### Selected passage
BEGIN
Question: What does the human right to water and sanitation mean to people in developing countries? Will this translate into increased demand for water and subsequent water access?

Answer: Yes. You know why they don’t demand for it, it is because in their head, water comes as rain and rain comes from heaven and it is God given so if it is God given whom are you going to ask? May be you pray to God for rain, but the time is going to come when local people shall demand for their right to water and sanitation.

Question: What should governments and people in developing countries do to realize the human rights to water and sanitation?

Answer: Given the centrality of water and sanitation, the first priority of government in its budget should be defence and water. Defense because without peace everything else breaks down but with peace, your next priority should be water. Because first for your own human survive, secondly because of its centrality to the rest of the economy.

Using the example of Uganda, if you harvested surface water that runs during rainy season, if you harvested rain running off the roofs of these houses plus piped water plus shallow wells plus boreholes plus gravity water, you would get 100 percent water coverage in this country, I have no doubt in my mind. But the mindset must be addressed that this can be done both at individual level, household as well as institutional level and government. Secondly as a result of this mindset, there is low prioritization of water when it comes to funding within even the machinery of government, why because people take water for granted. They don’t put there money. As a ministry we have been getting three percent of the total budget over the years.

Question: Why is access to water so important in the growth of developing countries?
END
### Material supplied
BEGIN
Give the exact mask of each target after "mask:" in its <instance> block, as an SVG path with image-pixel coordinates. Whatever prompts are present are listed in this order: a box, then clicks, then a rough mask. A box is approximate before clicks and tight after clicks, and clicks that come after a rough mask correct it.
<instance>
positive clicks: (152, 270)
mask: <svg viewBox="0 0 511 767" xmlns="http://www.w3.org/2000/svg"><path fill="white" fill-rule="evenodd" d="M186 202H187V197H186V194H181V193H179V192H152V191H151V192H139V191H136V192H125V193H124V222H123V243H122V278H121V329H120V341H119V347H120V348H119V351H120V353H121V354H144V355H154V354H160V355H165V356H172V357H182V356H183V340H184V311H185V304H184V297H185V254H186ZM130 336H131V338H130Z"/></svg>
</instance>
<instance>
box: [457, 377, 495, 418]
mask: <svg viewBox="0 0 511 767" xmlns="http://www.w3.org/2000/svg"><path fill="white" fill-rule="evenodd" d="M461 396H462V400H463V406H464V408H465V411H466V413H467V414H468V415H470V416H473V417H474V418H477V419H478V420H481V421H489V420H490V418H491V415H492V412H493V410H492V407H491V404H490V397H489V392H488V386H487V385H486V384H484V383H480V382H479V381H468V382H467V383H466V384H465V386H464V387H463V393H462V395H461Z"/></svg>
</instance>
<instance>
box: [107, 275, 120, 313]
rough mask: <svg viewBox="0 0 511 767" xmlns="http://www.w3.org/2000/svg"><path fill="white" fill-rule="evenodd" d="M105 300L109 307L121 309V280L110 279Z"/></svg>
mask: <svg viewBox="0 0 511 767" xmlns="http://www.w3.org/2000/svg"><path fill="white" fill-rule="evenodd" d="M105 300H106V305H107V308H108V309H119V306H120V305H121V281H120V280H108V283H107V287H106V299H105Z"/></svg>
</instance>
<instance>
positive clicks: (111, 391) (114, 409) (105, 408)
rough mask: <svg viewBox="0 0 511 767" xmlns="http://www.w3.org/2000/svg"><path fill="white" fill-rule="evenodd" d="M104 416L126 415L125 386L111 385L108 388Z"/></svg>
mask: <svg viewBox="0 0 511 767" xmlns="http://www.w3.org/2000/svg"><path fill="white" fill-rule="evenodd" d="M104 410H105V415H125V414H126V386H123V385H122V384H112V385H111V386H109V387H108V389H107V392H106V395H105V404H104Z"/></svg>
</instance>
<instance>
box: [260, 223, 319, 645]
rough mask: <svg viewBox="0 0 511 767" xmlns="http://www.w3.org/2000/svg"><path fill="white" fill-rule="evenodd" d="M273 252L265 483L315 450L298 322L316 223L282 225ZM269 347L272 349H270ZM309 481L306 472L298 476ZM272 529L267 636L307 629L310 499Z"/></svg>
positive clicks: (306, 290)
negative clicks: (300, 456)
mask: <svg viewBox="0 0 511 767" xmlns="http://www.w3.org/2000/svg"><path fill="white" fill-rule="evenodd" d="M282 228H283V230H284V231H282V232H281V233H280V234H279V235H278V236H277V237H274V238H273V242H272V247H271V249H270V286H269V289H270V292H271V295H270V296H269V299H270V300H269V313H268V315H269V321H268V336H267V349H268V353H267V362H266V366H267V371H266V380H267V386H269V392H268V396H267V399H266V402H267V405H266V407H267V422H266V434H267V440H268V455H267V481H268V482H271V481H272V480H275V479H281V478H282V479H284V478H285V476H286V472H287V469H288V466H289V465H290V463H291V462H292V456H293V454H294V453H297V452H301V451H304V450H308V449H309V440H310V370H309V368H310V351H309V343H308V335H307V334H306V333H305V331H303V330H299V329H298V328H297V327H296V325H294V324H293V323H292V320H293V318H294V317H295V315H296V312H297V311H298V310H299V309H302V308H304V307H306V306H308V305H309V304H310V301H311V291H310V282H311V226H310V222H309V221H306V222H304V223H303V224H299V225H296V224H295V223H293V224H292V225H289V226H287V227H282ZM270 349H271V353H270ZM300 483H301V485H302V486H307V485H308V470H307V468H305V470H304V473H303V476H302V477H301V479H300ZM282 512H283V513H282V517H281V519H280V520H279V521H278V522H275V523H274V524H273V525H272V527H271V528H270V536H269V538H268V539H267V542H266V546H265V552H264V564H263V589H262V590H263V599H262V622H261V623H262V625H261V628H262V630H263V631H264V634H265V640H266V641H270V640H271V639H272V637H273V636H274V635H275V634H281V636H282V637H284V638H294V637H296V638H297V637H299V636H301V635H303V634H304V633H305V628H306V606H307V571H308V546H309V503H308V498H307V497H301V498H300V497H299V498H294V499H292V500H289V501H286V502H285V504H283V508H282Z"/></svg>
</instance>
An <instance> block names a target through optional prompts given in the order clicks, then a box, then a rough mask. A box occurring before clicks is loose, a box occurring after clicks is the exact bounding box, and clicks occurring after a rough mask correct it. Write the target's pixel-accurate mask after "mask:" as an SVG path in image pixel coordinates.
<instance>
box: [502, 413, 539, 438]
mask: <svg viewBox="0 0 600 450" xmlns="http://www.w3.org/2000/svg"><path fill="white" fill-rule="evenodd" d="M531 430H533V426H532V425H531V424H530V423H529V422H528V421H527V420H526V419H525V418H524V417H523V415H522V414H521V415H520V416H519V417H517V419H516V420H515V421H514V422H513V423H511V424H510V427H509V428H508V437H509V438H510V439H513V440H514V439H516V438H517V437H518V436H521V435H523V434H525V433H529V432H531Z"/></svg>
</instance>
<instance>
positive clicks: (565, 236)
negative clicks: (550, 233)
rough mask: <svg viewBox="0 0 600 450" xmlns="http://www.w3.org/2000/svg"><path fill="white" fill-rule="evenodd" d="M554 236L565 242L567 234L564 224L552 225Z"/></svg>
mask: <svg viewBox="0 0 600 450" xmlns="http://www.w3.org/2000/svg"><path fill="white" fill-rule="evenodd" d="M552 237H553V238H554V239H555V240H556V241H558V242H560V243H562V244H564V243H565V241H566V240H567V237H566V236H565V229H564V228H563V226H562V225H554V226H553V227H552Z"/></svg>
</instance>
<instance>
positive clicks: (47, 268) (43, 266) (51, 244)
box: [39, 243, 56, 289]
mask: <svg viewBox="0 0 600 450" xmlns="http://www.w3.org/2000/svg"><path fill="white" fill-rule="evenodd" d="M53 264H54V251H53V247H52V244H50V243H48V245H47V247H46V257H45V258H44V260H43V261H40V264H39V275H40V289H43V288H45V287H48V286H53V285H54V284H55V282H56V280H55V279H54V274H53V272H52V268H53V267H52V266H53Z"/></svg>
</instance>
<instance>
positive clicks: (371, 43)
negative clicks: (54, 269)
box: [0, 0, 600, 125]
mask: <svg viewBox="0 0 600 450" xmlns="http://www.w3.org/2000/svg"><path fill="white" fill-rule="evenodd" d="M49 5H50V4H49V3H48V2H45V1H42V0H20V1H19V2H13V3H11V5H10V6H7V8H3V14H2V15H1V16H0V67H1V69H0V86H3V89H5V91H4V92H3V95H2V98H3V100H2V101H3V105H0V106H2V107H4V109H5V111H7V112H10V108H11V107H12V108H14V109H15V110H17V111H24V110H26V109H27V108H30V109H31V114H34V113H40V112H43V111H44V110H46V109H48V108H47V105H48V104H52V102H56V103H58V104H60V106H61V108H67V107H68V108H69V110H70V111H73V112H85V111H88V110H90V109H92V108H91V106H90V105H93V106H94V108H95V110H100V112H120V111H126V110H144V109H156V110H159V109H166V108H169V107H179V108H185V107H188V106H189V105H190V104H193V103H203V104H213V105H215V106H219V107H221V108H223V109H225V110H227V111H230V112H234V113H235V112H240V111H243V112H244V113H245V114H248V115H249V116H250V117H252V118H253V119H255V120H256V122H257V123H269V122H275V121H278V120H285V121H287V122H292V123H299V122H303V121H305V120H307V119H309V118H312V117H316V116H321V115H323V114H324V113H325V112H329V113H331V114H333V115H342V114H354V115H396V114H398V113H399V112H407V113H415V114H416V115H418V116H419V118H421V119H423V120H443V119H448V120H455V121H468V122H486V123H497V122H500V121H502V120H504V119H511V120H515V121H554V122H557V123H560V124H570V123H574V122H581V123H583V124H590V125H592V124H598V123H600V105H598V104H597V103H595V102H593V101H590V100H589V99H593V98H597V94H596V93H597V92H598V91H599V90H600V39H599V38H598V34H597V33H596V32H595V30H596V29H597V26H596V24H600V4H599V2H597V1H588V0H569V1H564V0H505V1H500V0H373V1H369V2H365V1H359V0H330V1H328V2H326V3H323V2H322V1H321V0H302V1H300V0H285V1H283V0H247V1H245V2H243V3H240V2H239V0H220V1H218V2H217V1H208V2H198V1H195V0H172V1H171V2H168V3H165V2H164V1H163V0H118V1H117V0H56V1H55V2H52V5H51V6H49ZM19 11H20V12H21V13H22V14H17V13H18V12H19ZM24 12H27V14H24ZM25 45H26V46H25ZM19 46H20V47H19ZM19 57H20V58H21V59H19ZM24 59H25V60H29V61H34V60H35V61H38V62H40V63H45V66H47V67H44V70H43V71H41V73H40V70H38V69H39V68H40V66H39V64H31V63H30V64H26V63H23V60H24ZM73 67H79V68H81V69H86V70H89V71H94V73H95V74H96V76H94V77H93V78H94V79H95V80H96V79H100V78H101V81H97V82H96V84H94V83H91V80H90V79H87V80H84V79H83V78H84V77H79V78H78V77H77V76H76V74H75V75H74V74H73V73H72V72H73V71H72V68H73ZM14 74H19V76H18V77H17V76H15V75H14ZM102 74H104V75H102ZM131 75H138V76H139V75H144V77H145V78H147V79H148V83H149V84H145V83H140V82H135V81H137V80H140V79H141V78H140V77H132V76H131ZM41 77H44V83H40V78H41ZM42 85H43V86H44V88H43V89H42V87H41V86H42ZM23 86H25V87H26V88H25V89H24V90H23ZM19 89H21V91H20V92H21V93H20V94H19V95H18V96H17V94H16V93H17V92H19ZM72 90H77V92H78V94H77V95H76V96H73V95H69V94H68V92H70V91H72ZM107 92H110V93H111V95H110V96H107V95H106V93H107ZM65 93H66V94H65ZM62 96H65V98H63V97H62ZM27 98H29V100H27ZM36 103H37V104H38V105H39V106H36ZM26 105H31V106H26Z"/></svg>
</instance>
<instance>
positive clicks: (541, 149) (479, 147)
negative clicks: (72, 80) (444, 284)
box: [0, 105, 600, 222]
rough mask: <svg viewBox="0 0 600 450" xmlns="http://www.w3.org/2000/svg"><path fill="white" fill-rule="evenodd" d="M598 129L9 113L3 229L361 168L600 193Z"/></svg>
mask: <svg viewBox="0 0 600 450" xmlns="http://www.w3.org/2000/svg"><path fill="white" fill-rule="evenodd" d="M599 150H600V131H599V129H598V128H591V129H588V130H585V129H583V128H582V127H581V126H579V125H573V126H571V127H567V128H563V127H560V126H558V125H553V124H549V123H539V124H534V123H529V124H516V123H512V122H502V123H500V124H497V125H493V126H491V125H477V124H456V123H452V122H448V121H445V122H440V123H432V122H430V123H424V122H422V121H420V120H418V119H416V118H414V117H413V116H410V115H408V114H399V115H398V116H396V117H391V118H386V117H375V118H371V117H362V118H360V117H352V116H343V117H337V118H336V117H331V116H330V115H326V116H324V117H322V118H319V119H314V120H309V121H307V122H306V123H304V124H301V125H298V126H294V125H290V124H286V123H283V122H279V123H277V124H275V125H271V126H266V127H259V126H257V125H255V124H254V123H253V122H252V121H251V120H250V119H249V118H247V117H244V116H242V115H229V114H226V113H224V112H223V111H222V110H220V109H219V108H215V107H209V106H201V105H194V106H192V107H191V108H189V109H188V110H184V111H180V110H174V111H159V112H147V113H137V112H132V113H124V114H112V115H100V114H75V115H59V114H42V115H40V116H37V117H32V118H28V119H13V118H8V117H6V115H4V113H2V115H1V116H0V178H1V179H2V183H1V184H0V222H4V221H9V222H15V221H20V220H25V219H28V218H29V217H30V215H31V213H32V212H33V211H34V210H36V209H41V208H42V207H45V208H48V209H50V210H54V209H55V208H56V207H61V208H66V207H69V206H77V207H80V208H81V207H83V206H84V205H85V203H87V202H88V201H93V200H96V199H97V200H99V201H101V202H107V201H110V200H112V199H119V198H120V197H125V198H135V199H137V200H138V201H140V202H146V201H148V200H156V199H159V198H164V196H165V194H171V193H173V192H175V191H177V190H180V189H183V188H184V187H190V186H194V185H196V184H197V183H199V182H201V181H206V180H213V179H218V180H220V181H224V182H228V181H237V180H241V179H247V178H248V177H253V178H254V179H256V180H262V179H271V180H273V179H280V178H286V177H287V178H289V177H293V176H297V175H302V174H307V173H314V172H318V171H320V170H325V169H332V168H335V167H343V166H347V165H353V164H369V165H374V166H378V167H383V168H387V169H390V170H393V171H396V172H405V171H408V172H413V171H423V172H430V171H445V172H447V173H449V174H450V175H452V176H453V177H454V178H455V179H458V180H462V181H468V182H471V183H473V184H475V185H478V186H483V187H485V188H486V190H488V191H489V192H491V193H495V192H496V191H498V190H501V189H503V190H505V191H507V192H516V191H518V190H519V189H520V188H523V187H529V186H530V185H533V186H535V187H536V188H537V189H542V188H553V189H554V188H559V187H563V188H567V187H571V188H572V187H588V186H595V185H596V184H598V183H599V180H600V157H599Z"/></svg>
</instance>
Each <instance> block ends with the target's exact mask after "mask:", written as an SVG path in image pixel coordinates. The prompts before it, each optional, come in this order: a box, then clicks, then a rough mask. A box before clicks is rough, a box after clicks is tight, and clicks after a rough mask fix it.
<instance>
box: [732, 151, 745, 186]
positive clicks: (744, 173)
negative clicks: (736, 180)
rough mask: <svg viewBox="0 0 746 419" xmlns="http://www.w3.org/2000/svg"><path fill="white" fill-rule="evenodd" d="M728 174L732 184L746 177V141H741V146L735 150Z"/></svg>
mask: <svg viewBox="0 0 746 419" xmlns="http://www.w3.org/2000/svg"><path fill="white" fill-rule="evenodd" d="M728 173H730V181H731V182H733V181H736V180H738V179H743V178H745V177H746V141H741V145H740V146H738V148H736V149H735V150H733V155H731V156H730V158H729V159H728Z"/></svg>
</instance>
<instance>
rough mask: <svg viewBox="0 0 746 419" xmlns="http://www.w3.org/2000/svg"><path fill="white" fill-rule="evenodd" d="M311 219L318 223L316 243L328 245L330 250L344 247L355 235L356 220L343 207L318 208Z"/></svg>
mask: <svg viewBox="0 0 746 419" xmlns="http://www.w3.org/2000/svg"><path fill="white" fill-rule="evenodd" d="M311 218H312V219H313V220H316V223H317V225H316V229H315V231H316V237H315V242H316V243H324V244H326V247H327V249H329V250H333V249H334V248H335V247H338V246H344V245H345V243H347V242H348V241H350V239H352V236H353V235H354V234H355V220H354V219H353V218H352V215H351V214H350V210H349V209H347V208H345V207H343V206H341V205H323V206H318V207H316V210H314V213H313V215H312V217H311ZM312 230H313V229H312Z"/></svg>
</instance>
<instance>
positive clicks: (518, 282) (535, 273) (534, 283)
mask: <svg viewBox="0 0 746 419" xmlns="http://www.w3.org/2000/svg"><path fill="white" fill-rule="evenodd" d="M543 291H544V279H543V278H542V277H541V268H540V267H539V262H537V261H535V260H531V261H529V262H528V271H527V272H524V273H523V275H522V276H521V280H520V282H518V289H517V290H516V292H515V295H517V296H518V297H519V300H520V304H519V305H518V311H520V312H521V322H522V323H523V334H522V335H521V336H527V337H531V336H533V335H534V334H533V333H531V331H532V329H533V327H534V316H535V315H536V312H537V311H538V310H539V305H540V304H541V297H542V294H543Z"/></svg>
END
Can you repeat the whole interview on water and sanitation word for word? The data here is separate from the interview on water and sanitation and has no connection to it.

Question: What does the human right to water and sanitation mean to people in developing countries? Will this translate into increased demand for water and subsequent water access?

Answer: Yes. You know why they don’t demand for it, it is because in their head, water comes as rain and rain comes from heaven and it is God given so if it is God given whom are you going to ask? May be you pray to God for rain, but the time is going to come when local people shall demand for their right to water and sanitation.

Question: What should governments and people in developing countries do to realize the human rights to water and sanitation?

Answer: Given the centrality of water and sanitation, the first priority of government in its budget should be defence and water. Defense because without peace everything else breaks down but with peace, your next priority should be water. Because first for your own human survive, secondly because of its centrality to the rest of the economy.

Using the example of Uganda, if you harvested surface water that runs during rainy season, if you harvested rain running off the roofs of these houses plus piped water plus shallow wells plus boreholes plus gravity water, you would get 100 percent water coverage in this country, I have no doubt in my mind. But the mindset must be addressed that this can be done both at individual level, household as well as institutional level and government. Secondly as a result of this mindset, there is low prioritization of water when it comes to funding within even the machinery of government, why because people take water for granted. They don’t put there money. As a ministry we have been getting three percent of the total budget over the years.

Question: Why is access to water so important in the growth of developing countries?